• _Required actions_
**1.** In the passage on Nigeria's national conversation, reproduce the stretch from "What is Nigeria?" through "true social cohesion.", switching "graveyard" to "cemetery".
**2.** Answer these questions using the passage on Nigeria's national conversation:
(a) Into how many ethnic groups does the passage say breaking up the country might not be practical?
(b) In what year does the passage place the political-electoral transition?
(c) According to the passage, what three things is Nigeria today a theater of?
**3.** Translate into Spanish this sentence from the passage on Nigeria's national conversation: "The very task of leadership includes confronting and resolving difficult questions that, if allowed to fester, only block real progress."

• _Text under study_
· · ·

What is Nigeria? How is our country structured and governed, by who, and has it all worked out for us as Nigerians regardless of where we come from or how we worship? What does Nigeria mean to each and everyone of us? How can we turn our diversity into a strength (seeing that it might not be a practical idea to break up the country into its 250 ethnic groups) by building trust across prior sectarian divides? The answers to these questions call for an honest national conversation, not just the tired mantra of non-negotiability of the Nigerian union and hypocritical talk of unity by leaders who   do not walk their talk.  There is a difference between the peace of the graveyard and true social cohesion.

This reluctance to have honest conversations and take difficult decisions that will create a win-win scenario, one that facilitates national stability and unity, is why Nigeria is today a theater of many silent wars, intercommunal violence, and separatist agitations. The very task of leadership includes confronting and resolving difficult questions that, if allowed to fester, only block real progress. We should hope that, whatever the outcome of the political-electoral transition in 2023, we can make progress on these matters.

· · ·

• _Records shown_

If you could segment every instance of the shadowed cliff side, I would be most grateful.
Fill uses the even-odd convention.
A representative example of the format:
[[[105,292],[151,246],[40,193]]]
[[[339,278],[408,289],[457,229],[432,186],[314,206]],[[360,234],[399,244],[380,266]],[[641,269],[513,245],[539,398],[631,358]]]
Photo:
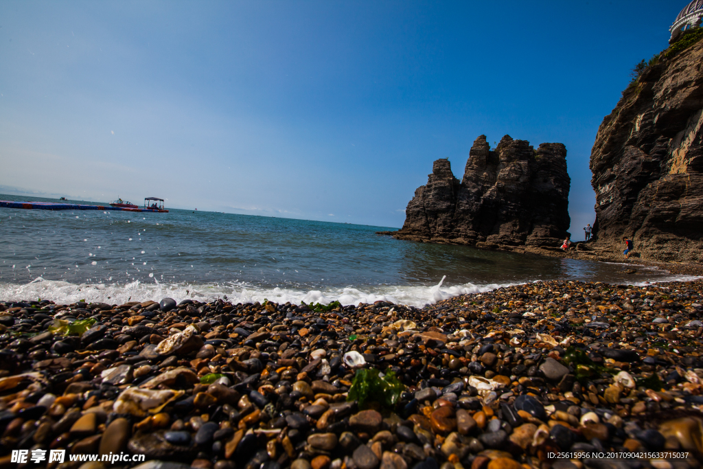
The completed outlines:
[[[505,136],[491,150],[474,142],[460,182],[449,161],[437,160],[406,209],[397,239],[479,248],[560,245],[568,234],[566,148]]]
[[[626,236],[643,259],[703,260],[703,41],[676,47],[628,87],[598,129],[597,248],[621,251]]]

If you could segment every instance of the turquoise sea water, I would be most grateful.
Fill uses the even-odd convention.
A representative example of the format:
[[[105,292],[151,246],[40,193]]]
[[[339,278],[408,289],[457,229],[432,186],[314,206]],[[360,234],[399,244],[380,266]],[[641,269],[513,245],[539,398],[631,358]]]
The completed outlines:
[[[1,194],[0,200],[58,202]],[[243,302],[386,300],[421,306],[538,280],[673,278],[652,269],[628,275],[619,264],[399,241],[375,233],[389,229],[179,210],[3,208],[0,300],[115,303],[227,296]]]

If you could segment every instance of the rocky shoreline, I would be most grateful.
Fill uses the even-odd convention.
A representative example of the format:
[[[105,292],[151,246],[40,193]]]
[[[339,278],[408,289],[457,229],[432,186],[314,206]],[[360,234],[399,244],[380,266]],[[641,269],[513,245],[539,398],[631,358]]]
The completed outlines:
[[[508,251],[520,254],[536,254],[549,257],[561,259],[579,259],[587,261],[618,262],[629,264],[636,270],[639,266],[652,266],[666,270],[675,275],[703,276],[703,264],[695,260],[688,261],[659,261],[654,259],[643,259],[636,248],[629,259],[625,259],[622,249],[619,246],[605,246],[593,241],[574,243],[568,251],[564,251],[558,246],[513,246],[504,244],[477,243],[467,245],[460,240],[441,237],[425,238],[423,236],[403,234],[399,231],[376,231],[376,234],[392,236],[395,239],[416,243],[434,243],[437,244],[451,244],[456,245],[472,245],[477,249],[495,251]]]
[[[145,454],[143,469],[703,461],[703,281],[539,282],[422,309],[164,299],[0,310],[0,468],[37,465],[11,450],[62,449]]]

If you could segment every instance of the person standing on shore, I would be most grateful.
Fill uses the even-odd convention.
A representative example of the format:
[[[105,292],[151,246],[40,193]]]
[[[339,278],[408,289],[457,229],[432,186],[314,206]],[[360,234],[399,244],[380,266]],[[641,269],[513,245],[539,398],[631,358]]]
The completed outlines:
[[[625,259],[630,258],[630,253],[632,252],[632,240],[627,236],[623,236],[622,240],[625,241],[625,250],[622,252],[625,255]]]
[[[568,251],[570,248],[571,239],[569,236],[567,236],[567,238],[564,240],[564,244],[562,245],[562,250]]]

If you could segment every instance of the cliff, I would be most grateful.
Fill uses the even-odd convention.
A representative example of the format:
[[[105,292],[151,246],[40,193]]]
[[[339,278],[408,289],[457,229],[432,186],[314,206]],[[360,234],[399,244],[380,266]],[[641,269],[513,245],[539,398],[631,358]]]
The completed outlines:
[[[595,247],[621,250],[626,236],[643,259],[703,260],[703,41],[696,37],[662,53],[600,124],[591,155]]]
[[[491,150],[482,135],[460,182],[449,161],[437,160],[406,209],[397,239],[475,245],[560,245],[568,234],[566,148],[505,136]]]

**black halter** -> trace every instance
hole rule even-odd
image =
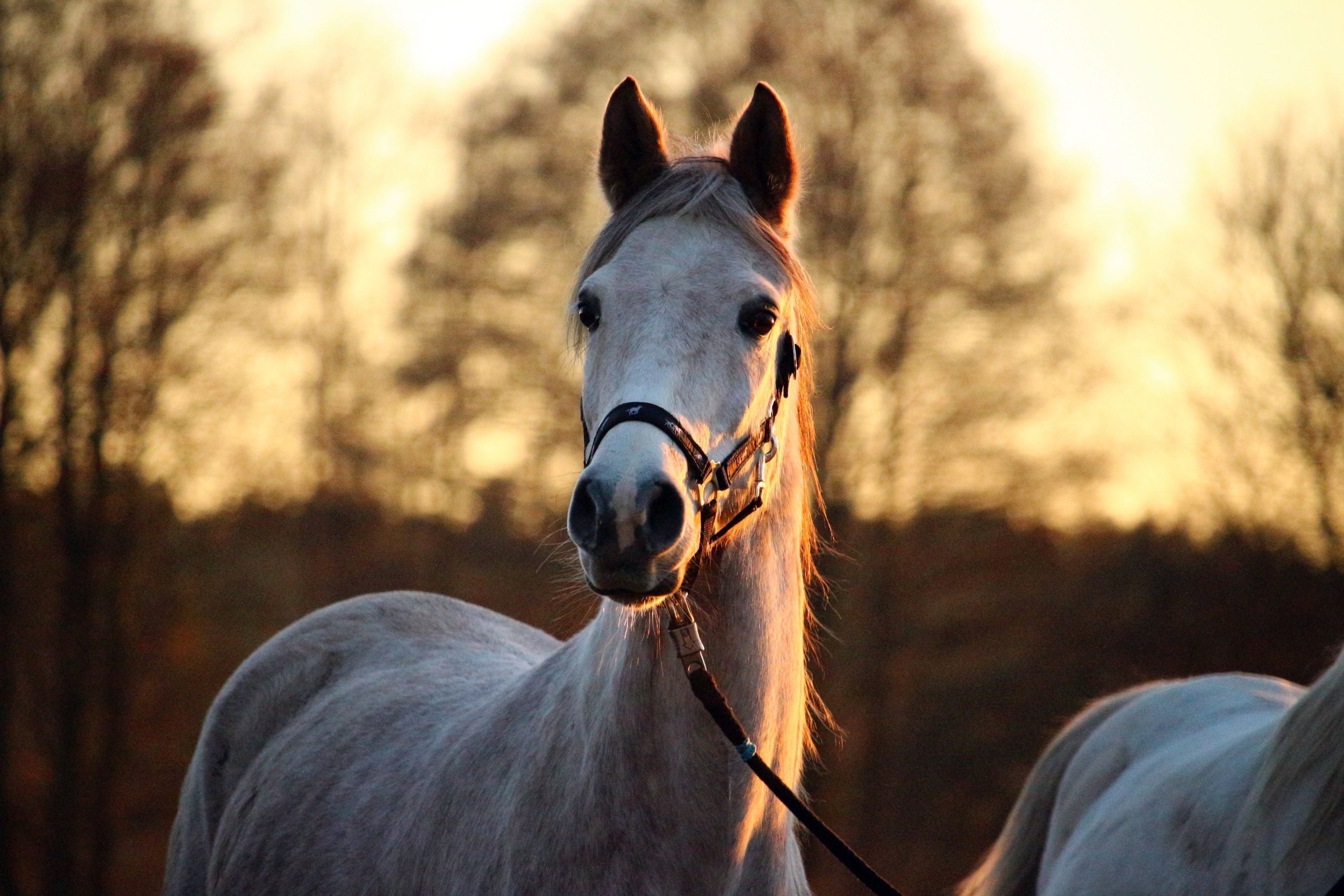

· · ·

• _Results by task_
**1.**
What is Nigeria? How is our country structured and governed, by who, and has it all worked out for us as Nigerians regardless of where we come from or how we worship? What does Nigeria mean to each and everyone of us? How can we turn our diversity into a strength (seeing that it might not be a practical idea to break up the country into its 250 ethnic groups) by building trust across prior sectarian divides? The answers to these questions call for an honest national conversation, not just the tired mantra of non-negotiability of the Nigerian union and hypocritical talk of unity by leaders who   do not walk their talk.  There is a difference between the peace of the cemetery and true social cohesion.

**2.**
(a) 250 ethnic groups.
(b) 2023.
(c) Many silent wars, intercommunal violence, and separatist agitations.

**3.** La propia tarea del liderazgo incluye afrontar y resolver cuestiones difíciles que, si se deja que se enconen, solo bloquean el progreso real.